*Rows from a pointing dataset*
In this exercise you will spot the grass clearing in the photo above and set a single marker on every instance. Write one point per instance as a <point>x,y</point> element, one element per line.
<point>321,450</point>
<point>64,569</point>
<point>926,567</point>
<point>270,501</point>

*REQUIREMENTS*
Switch "grass clearing" to "open lawn" throughout the listing, keeping every other part of it the same.

*TASK RESULT*
In this exercise you will spot the open lawn in the photo above and set a single marker on every instance. Write one point per instance as a <point>x,y</point> element, one element per line.
<point>321,450</point>
<point>64,569</point>
<point>926,567</point>
<point>270,501</point>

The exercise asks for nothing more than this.